§ PROBLEMS TO SOLVE:
**a.** In the DNANexus GRS page text, how long does compiling a GRS take on the default DNA Nexus settings?
**b.** Write the next part of the DNANexus GRS README, picking up after its last sentence.

§ PAGE TEXT:
---------------

Ecosyste.ms: Awesome

An open API service indexing awesome lists of open source software.

https://github.com/hdg204/DNANexus_GRS

An R Function for calculating genetic risk scores in the UK Biobank cohort using DNA Nexus
https://github.com/hdg204/DNANexus_GRS

Last synced: 4 months ago
JSON representation

An R Function for calculating genetic risk scores in the UK Biobank cohort using DNA Nexus

Lists

README

        

# DNANexus GRS

## Description

This repository contains two functions:

**Calculate_GRS.R** is a function built to evaluate genetic risk scores in the UK biobank cohort, using the imputed genotypes and RStudio workbench on the DNA Nexus platform. It takes one input, a file with a list of chromosome, base pair, other allele, effect allele, and weight, and returns a data frame with two columns, eid and grs. Please note that it takes about 20 minutes to compile a GRS on the default DNA Nexus settings. Most of this time is spent extracting SNPs from the BGEN files, which is a slow process through R.

Important notes:

* If any SNPs are missing, it will just exclude them and not tell you about it. I'm working on it.

---------------

§ AVAILABLE DATA:
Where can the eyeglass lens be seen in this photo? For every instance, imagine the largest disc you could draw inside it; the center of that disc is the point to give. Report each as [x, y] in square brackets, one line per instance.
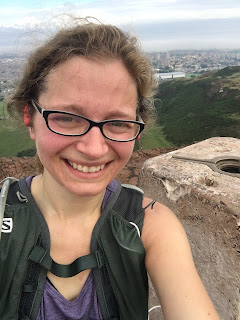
[75, 125]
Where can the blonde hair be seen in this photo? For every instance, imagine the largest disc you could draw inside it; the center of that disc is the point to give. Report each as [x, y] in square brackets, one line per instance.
[95, 41]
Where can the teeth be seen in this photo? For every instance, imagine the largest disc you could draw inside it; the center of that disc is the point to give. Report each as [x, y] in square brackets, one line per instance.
[86, 169]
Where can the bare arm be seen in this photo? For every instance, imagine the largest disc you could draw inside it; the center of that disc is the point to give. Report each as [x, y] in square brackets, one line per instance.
[171, 268]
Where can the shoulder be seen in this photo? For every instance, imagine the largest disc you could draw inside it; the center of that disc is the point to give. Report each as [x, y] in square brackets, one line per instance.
[161, 227]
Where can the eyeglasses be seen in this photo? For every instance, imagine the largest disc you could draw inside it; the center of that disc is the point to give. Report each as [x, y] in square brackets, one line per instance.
[70, 124]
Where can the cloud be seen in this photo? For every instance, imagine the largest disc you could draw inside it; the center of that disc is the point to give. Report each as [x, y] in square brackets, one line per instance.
[160, 24]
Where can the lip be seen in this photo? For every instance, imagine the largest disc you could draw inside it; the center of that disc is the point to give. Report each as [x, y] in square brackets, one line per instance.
[89, 170]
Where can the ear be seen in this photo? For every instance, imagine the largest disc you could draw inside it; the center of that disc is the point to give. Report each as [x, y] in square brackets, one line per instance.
[31, 133]
[26, 116]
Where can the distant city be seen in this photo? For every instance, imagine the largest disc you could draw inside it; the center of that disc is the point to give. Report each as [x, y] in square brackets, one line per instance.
[189, 62]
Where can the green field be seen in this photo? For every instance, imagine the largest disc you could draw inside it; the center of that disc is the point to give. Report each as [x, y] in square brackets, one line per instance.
[13, 139]
[154, 138]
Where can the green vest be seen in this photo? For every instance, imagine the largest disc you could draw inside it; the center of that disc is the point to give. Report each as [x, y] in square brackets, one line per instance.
[117, 257]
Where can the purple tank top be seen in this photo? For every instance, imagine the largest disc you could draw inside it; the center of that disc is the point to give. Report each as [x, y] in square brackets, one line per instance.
[85, 307]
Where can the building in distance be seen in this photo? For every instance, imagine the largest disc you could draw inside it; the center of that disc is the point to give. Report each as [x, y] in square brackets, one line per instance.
[169, 75]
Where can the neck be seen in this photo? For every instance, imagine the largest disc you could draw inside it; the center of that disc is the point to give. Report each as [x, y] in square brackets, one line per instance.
[54, 200]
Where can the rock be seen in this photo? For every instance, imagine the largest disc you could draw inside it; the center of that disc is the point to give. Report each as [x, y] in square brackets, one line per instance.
[207, 202]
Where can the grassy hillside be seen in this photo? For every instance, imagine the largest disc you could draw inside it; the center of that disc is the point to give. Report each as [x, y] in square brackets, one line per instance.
[12, 139]
[192, 110]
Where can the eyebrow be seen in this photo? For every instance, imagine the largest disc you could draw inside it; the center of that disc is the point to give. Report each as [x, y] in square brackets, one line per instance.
[115, 114]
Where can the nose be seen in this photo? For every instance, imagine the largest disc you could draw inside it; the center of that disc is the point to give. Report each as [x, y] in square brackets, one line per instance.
[93, 144]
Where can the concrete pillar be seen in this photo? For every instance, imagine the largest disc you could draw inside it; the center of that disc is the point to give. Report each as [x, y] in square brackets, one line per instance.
[201, 184]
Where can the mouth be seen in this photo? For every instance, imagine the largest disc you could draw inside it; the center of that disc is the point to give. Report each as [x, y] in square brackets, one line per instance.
[86, 169]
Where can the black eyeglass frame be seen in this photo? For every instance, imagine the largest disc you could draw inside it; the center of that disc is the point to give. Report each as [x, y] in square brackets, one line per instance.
[45, 113]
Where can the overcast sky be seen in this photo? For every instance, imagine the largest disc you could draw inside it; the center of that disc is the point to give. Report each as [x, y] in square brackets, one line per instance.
[159, 24]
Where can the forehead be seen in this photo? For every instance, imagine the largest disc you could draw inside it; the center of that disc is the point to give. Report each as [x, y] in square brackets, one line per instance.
[86, 83]
[88, 70]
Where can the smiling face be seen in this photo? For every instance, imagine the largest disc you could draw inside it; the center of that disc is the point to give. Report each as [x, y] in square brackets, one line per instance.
[97, 90]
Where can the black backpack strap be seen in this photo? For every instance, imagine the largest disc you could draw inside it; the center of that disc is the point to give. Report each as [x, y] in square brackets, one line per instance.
[122, 214]
[42, 257]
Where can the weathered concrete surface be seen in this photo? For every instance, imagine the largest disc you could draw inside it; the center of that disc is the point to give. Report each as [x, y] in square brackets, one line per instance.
[208, 205]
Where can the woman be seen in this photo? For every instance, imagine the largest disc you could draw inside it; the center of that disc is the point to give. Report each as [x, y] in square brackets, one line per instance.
[82, 98]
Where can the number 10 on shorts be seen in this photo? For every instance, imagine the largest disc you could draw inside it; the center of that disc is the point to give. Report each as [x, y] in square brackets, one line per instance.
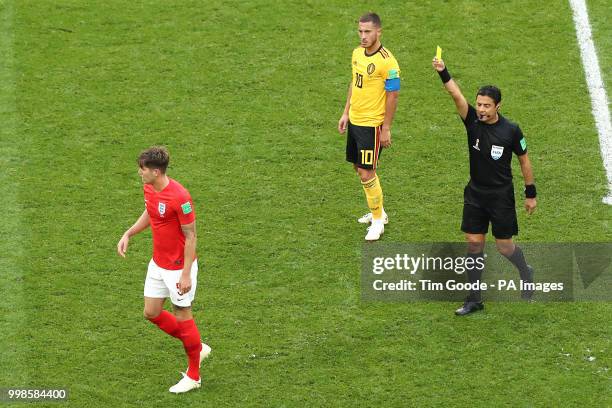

---------------

§ TASK-BY-TASK ANSWERS:
**a.** About 20 minutes.

**b.**
* SNPs must be entered in chr bp format, and must be in build 37. This is to match the index bgen files stored on the DNA Nexus RAP

**extract_snp.R** is not required for Calculate_GRS, but is a potentially useful related function that extracts the genotype information for one SNP in from the imputed data and stores it in a dataframe. The function takes two inputs, chromosome and base pair, and returns a lit with two outputs, one with the genotype data and one with the snp info. The genotype data is a dataframe with two columns, id and genotype. The snp info contains chromosome position rsid number_of_alleles allele0 allele1.

extract_snp can be run, e.g. using `extract_snp(8,128077146)`. It takes about one minute and is not recommended for outputting lots of SNPs. The speed for these functions is limited by the speed of `bgen.load`, and a future release will add an extra function to make this process quicker for multiple SNPs.

## Example script for Calculate_GRS

This script has been written to run on the RStudio Workbench on DNA Nexus, which at the time of writing runs First, run

`library(devtools)`

`source_url("https://raw.githubusercontent.com/hdg204/DNANexus_GRS/main/Calculate_GRS.R")`

Then, a genetic risk score can be generated by running

`grs=generate_grs('snp_file')`

Where `snp file` is a tab seperated file, which looks like this

![image](https://user-images.githubusercontent.com/36624710/213706895-55a9471b-b85b-427d-997b-1306911b8c10.png)

See the file `contigrs` as an example.

## Complete Script

Users on the Exomes_450K Project at the Univeristy of Exeter can run the following example to calculate the Conti et. al. GRS https://pubmed.ncbi.nlm.nih.gov/33398198/ and test its predictive power against Prostate Cancer.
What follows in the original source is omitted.